▶ [Assignment] The required answer is an exact copy of the records below, without pictures.

Source data
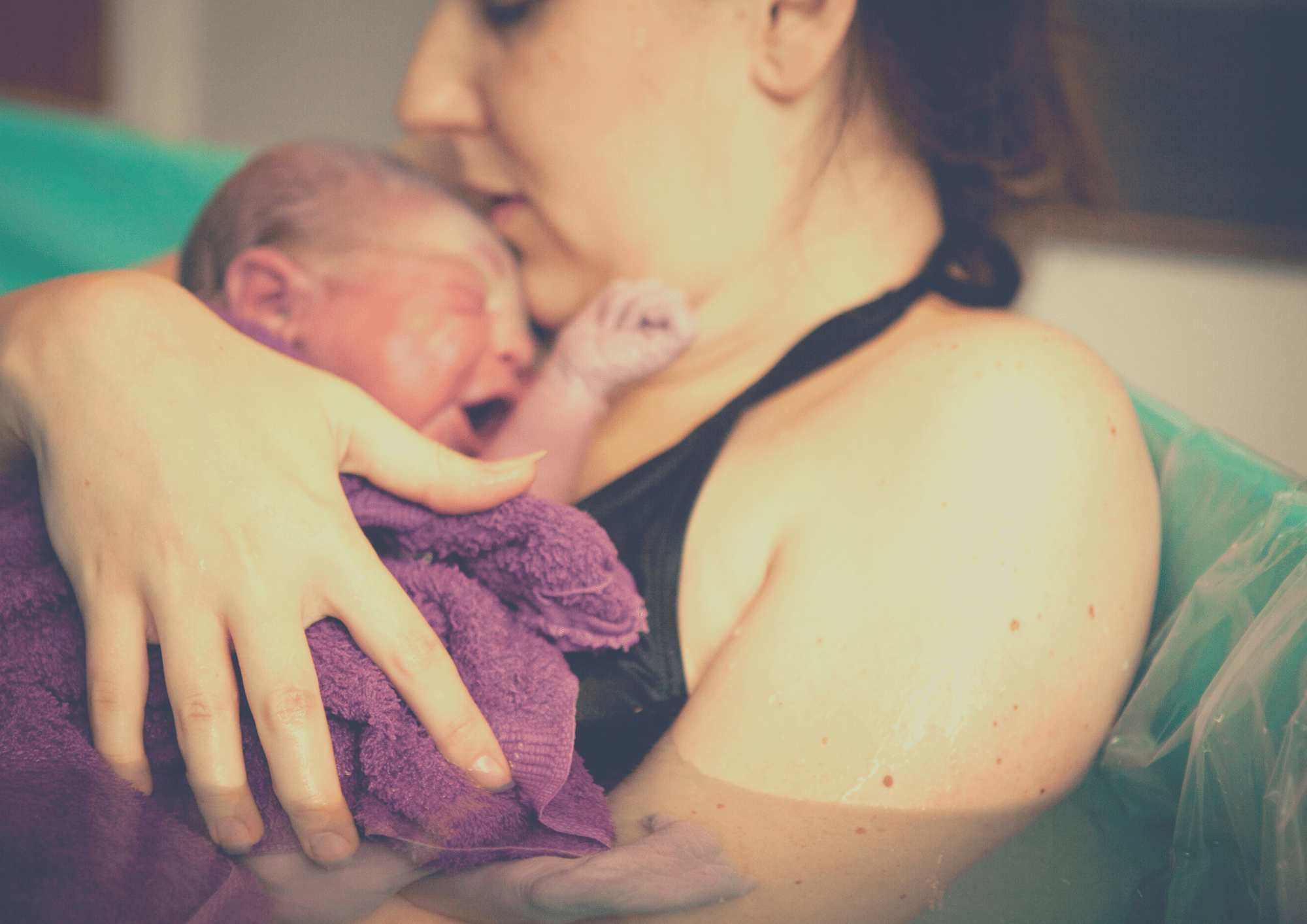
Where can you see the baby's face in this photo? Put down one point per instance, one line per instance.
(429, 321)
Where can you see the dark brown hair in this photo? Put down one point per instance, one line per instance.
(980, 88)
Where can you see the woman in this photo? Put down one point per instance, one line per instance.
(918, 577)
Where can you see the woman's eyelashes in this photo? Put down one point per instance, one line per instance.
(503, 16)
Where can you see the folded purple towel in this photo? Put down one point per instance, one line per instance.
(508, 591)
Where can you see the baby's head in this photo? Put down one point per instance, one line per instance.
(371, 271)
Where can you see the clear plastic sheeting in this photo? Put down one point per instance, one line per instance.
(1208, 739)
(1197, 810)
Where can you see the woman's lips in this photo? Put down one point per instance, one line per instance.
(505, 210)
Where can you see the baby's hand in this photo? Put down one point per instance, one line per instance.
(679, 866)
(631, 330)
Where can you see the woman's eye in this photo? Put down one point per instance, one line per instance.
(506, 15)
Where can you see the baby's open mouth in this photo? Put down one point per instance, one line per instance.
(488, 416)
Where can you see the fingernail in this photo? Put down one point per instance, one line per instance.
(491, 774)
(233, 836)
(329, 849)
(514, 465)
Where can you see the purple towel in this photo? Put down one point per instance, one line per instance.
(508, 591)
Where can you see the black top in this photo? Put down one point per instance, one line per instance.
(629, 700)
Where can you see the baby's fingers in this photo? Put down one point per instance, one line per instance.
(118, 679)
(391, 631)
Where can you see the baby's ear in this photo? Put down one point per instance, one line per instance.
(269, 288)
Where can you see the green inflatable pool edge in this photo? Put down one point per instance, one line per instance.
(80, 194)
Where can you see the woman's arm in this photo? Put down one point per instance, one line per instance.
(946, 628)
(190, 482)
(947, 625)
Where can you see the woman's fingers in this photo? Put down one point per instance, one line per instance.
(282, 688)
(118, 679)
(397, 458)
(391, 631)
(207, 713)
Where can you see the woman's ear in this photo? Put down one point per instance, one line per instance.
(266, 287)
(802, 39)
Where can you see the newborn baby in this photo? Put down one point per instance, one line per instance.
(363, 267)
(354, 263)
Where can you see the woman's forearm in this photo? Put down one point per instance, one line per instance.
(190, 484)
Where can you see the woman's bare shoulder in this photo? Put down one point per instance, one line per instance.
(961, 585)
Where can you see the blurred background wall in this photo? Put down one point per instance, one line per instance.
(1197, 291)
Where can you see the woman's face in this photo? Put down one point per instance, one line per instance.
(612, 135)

▶ [Answer for this exercise]
Where can you see the baby's face in this photo? Put down one point per instance, one line per instance.
(429, 321)
Where can you see the dark brown hair in this photo? Put down one point per instance, one line per instance.
(980, 88)
Where can you see the woman in this photo? Put down one point per instance, one line per instance.
(918, 577)
Where can you see the woman's eyelashes in this photo? Put down one point per instance, one line per instance.
(503, 16)
Where can you see the folded purple towel in this photo? Put down one point per instance, one line per instance.
(508, 591)
Where can you see the baby's head in this photo? Put down one point per instance, one line per instance.
(371, 271)
Where can you see the clear plastic sheeting in this photo? Put down one point per instance, one line per instance.
(1208, 739)
(1197, 810)
Where can you see the woman's lips in this photo? Put down one point per instance, one line per instance.
(505, 210)
Where can you see the baby's hand in this photo? Put down one point per instance, one line per instance.
(679, 866)
(631, 330)
Where can you see the woman's eye in this photo? Put down one point per instance, one line per instance.
(506, 15)
Where can you see the baby's open mouth in this photo? Put down one point per instance, one line per instance.
(488, 416)
Where can you see the fingernail in this photo? Put down one point per instance, one line per instance.
(491, 774)
(233, 836)
(329, 849)
(514, 465)
Where can you see the purple towel in this photo? Put down one point per instance, one line per instance.
(508, 591)
Where can you see the black top in this photo? Put down one point per instance, one line per instance.
(629, 700)
Where can you see the baby's fingers in this photo? Put down one point per instance, one line per instance.
(118, 679)
(391, 631)
Where can you see the baby's ear in this photo? Put down one point per instance, one line per instance.
(269, 288)
Where can you see the green inflatable pool edge in this photo? Put down one point per instance, one line per instance.
(80, 194)
Where can you see the woman's arm in this photo? Put down one point per instance, one line per instance.
(946, 628)
(190, 482)
(947, 625)
Where can you see the woman's fingers in this photo? Put down one point per instance, one line per instance.
(282, 688)
(118, 679)
(397, 458)
(391, 631)
(207, 713)
Where can you see the woman's ear in this photo? Put down one point per instance, one line per instance.
(266, 287)
(802, 39)
Where can you see the newborn baby in this photo? Put down one point per instance, one line per instance.
(363, 267)
(354, 263)
Where can you see the woman's forearm in this photo? Put down one point per instance, one line per instance.
(190, 484)
Where can you see the woman's bare shoulder in this photo? Put down one point per instance, one line per instance.
(961, 585)
Where can you see the blurred background wall in this photo? Put down one point per instance, one line per instance.
(1197, 291)
Where can you see the woman's face in this photo? Put down one point per instance, one line per instance.
(612, 135)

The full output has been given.